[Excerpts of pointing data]

※ ※ ※

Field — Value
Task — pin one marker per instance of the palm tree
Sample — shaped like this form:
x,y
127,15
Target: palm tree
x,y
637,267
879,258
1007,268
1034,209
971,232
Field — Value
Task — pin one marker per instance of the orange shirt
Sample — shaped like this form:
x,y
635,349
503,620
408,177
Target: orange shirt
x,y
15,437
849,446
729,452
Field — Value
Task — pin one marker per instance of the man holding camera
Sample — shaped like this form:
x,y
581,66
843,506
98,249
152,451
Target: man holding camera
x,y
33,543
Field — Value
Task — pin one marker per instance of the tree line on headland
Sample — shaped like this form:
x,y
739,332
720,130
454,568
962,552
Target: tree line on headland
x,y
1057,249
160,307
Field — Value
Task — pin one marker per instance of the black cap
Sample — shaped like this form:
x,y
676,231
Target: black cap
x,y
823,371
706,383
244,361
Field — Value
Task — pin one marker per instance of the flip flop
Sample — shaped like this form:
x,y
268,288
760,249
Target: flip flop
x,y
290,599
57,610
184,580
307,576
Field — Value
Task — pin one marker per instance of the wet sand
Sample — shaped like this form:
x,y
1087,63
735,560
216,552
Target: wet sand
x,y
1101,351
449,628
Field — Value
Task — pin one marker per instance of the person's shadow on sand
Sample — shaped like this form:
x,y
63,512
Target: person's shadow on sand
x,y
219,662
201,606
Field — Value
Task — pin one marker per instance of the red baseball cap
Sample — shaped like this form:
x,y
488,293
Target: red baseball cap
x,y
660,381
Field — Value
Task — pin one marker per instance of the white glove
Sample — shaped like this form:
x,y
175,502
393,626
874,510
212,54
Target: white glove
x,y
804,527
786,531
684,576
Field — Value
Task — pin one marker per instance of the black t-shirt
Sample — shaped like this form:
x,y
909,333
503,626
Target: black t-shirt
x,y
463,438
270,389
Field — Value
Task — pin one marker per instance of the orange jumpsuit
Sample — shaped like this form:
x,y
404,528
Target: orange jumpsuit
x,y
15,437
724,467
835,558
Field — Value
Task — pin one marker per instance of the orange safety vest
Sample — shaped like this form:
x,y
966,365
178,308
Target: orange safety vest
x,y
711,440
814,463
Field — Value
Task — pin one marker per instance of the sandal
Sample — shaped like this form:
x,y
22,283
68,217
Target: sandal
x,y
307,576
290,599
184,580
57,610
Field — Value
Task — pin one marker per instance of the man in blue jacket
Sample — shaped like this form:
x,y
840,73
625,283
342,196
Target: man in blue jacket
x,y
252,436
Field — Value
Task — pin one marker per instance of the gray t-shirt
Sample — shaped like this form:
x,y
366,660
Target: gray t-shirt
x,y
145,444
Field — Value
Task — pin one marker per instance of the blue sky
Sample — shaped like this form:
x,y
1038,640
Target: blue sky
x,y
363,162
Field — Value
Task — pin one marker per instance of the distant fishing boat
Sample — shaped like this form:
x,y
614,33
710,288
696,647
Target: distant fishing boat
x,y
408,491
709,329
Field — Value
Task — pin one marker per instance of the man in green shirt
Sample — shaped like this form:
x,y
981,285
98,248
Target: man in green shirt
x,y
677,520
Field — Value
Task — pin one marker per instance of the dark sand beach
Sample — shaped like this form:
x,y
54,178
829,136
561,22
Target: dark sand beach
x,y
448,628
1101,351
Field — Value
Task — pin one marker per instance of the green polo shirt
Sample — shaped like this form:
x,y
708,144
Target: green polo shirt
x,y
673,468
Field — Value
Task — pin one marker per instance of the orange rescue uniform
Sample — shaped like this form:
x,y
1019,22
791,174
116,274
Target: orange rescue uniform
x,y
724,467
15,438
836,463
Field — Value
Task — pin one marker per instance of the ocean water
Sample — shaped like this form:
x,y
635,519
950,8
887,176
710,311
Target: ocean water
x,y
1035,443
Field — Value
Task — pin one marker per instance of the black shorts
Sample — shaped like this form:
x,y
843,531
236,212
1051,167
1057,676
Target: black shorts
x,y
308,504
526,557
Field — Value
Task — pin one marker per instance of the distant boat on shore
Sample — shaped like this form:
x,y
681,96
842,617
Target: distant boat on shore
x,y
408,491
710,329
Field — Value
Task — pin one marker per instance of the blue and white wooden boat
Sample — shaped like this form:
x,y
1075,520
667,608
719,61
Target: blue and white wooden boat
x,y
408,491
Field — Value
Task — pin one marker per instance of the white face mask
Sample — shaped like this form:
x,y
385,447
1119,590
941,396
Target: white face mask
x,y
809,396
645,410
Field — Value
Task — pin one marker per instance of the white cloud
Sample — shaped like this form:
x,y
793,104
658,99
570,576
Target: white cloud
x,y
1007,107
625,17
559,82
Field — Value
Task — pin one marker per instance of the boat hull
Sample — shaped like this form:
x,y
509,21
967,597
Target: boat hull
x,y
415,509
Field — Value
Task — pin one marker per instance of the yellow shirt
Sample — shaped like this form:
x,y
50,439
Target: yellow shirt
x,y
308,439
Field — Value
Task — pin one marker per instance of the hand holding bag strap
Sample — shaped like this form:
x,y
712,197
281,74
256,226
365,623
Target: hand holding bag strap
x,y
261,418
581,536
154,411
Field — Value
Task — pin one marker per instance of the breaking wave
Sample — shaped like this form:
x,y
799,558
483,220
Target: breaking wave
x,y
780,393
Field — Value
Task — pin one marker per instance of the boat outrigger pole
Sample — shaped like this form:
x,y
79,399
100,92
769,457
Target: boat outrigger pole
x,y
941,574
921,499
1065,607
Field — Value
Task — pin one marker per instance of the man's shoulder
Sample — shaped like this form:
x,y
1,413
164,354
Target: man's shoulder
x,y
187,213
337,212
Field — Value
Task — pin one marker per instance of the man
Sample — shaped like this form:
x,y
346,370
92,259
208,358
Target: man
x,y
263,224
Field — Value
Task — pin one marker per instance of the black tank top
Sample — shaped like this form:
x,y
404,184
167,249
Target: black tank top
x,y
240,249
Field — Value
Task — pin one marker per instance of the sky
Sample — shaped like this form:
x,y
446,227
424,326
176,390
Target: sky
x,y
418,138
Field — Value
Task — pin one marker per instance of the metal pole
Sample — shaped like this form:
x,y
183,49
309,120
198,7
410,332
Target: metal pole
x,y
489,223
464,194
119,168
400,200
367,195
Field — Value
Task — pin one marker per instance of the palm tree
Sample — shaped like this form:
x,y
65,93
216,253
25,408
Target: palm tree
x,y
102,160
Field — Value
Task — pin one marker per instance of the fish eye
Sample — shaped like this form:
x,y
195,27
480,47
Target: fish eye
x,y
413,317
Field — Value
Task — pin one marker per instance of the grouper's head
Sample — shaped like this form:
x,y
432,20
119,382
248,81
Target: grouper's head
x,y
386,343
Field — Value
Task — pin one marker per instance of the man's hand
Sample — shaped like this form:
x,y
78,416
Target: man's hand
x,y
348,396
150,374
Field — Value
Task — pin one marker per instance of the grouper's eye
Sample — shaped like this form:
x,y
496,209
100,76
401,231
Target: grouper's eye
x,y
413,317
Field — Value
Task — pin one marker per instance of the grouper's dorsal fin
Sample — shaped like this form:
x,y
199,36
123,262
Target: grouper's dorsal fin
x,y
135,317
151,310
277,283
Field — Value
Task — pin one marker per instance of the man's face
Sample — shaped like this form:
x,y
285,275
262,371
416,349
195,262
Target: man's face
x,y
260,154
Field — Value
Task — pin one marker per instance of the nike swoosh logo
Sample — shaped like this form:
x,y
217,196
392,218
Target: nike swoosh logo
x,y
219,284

※ ※ ※

◆ THE PROBLEM ◆
Retype all the material above precisely, with no line left out.

◆ TASK RESPONSE ◆
Field — Value
Task — pin one marker per instance of the palm tree
Sample — shaped like this form:
x,y
127,15
Target: palm tree
x,y
637,267
879,258
1007,268
1034,209
971,232
Field — Value
Task — pin one marker per instance of the orange shirt
Sample — shaped like this form:
x,y
635,349
503,620
408,177
Target: orange shirt
x,y
15,437
849,446
729,452
Field — Value
Task — pin one marker per instance of the man holding camera
Sample — shaped like this form:
x,y
581,66
843,506
98,249
152,451
Target: man holding camera
x,y
33,543
Field — Value
Task — pin one marker per instance of the tree line on headland
Sample — shaped like this form:
x,y
739,332
720,130
454,568
962,552
Target: tree line on headland
x,y
1057,249
160,307
Field — Value
Task — pin one marker per instance of the black cap
Sample — shaped like this form:
x,y
676,231
Target: black cap
x,y
823,371
706,383
244,361
Field — Value
Task — pin one marker per instance of the flip flop
Sample — shaped like this form:
x,y
268,288
760,249
Target: flip flop
x,y
290,599
57,610
184,580
307,576
Field — Value
Task — pin one marker per instance of the wet sand
Sample — shaped like this form:
x,y
1087,63
735,560
216,552
Target: wet sand
x,y
1101,351
449,628
Field — Value
Task — pin one marker per instance of the person's shadow on sand
Sample — shaped like this form:
x,y
63,512
Target: person's shadow on sand
x,y
219,662
201,606
Field — Value
Task — pin one marker per instance of the red baseball cap
Sample — shaped like this form:
x,y
488,293
Target: red baseball cap
x,y
660,381
Field — Value
Task — pin one marker per instance of the white glove
Sample — shaped like this form:
x,y
175,502
393,626
874,510
212,54
Target: white glove
x,y
804,527
786,531
684,576
Field — Value
Task — pin one marker per instance of the black t-shirt
Sample — shaped like this form:
x,y
909,333
503,626
Target: black t-shirt
x,y
463,438
270,389
Field — Value
Task — pin one marker per instance of the orange jumpsuit
Sample — shaped like this form:
x,y
404,528
Target: orange jumpsuit
x,y
15,437
724,467
835,558
Field — Value
Task — pin one marker per instance of the orange safety vest
Sample — shaped like this form:
x,y
966,365
178,308
Target: orange safety vest
x,y
711,440
814,463
Field — Value
Task — pin one marker per instance of the sandal
Sample — shaped like this form:
x,y
22,283
68,217
Target: sandal
x,y
307,576
290,599
184,580
57,610
Field — Value
Task — pin one marker per instance of the man in blue jacket
Sample — shaped like this form:
x,y
840,73
625,283
342,196
Target: man in blue jacket
x,y
252,436
Field — Value
Task — pin one marker per instance of the gray t-shirt
Sample — shaped like this form:
x,y
366,660
Target: gray t-shirt
x,y
145,444
Field — Value
Task — pin one marker per instance of the blue sky
Sample — shaped like this form:
x,y
1038,640
Target: blue sky
x,y
363,162
Field — Value
Task — pin one marker per instance of the distant fishing boat
Sample — shaped like this form:
x,y
614,33
710,288
696,647
Target: distant fishing boat
x,y
408,491
709,329
Field — Value
Task — pin one marker per instance of the man in green shirt
Sample — shaped like this form:
x,y
981,285
98,248
Target: man in green shirt
x,y
677,520
Field — Value
Task — pin one marker per instance of the dark sand beach
Sample — shaped like this form:
x,y
54,178
829,136
561,22
Target: dark sand beach
x,y
448,628
1101,351
Field — Value
Task — pin one marker per instance of the green polo shirt
Sample — shaped like this form:
x,y
708,144
Target: green polo shirt
x,y
673,468
Field — Value
Task — pin one marker per instance of the orange rescue uniform
Sample — shaped like this form:
x,y
1019,22
791,174
116,274
Target: orange rescue uniform
x,y
724,467
15,438
836,463
Field — Value
Task — pin one marker per instance of the ocean water
Sample — shaped like this form:
x,y
635,519
950,8
887,176
710,311
Target: ocean water
x,y
1035,443
Field — Value
Task — pin one marker per instance of the black shorts
Sample — shaped like this form:
x,y
843,531
236,212
1051,167
1057,676
Target: black shorts
x,y
308,504
526,557
Field — Value
Task — pin one marker per instance of the distant boat on shore
Sample — shaped like this form:
x,y
681,96
842,617
Target: distant boat on shore
x,y
408,491
710,329
Field — Value
Task — pin one marker per instance of the blue and white wooden boat
Sample — shaped like this form:
x,y
1075,520
667,608
719,61
Target: blue and white wooden boat
x,y
408,491
Field — Value
Task — pin one marker per instance of the white face mask
Sample — shaped like this form:
x,y
385,447
1119,590
941,396
Target: white face mask
x,y
809,396
645,410
Field — Value
Task — pin one marker per instance of the white cloud
Sample — shaped like this form:
x,y
793,104
658,99
570,576
Target: white cloud
x,y
1007,107
625,17
559,82
Field — Value
Task — pin one marker per instance of the boat hull
Sample — shaped like this form:
x,y
509,21
967,597
Target: boat hull
x,y
415,509
Field — Value
Task — pin one marker per instance of the yellow shirt
Sample — shaped like this form:
x,y
50,439
Target: yellow shirt
x,y
308,439
Field — Value
Task — pin one marker per instance of the hand holding bag strap
Sample — shaped like this form:
x,y
712,197
281,74
256,226
365,623
Target: hand holding bag strap
x,y
261,418
581,536
154,411
Field — Value
Task — pin one marker per instance of the breaking wave
Sample — shaped like this form:
x,y
799,558
483,220
Target: breaking wave
x,y
780,393
Field — Value
Task — pin one marker per instance of the boat outrigger pole
Sample — shaped like this form:
x,y
79,399
100,92
769,457
Target: boat outrigger pole
x,y
941,574
921,499
1065,607
Field — Value
Task — pin one marker per instance of the man's shoulder
Sample — shaped like this form:
x,y
1,413
164,354
Target: man's shoulder
x,y
187,213
337,212
Field — Value
Task — pin one marker per instance of the man
Sample — shaped like this form:
x,y
346,370
92,259
208,358
Target: man
x,y
263,224
Field — Value
Task — pin one marker per instance of the black tank top
Sample — shaped like this form:
x,y
404,184
167,249
Target: black tank top
x,y
240,249
Field — Value
Task — pin one marker per instance of the sky
Sample — shaped like this form:
x,y
446,227
424,326
176,390
Target: sky
x,y
418,138
Field — Value
Task — pin one marker per instance of the metal pole
Sample — shaped like this form:
x,y
183,49
309,120
198,7
410,332
Target: metal pole
x,y
489,223
464,194
119,168
400,200
367,195
Field — Value
Task — pin one marker per instance of the palm tree
Sample — shaped like this form:
x,y
65,93
216,253
25,408
Target: palm tree
x,y
102,160
Field — Value
Task — pin one marker per instance of the fish eye
Sample — shaped like this form:
x,y
195,27
480,47
Target: fish eye
x,y
413,317
Field — Value
Task — pin one marker per instance of the grouper's head
Sample — shaped like this form:
x,y
432,20
119,382
248,81
Target: grouper's head
x,y
386,343
Field — Value
Task — pin one marker per instance of the man's hand
Sample — shaped like this form:
x,y
78,416
Target: man's hand
x,y
348,396
150,374
Field — Value
Task — pin one marker per instance of the grouper's eye
Sample — shaped like this form:
x,y
496,209
100,76
401,231
Target: grouper's eye
x,y
413,317
Field — Value
Task — pin one marker per instance of the grouper's dorsal fin
Sample — shaped like this form:
x,y
199,36
123,262
Target: grouper's dorsal fin
x,y
135,317
151,310
277,283
Field — Value
Task — pin one marker per instance of the man's face
Sample — shaped like this form:
x,y
285,275
262,371
416,349
195,262
Target: man's face
x,y
260,154
Field — Value
Task — pin one marker per instance of the nike swoosh logo
Sample — shaped like this form:
x,y
217,196
392,218
Target: nike swoosh logo
x,y
219,284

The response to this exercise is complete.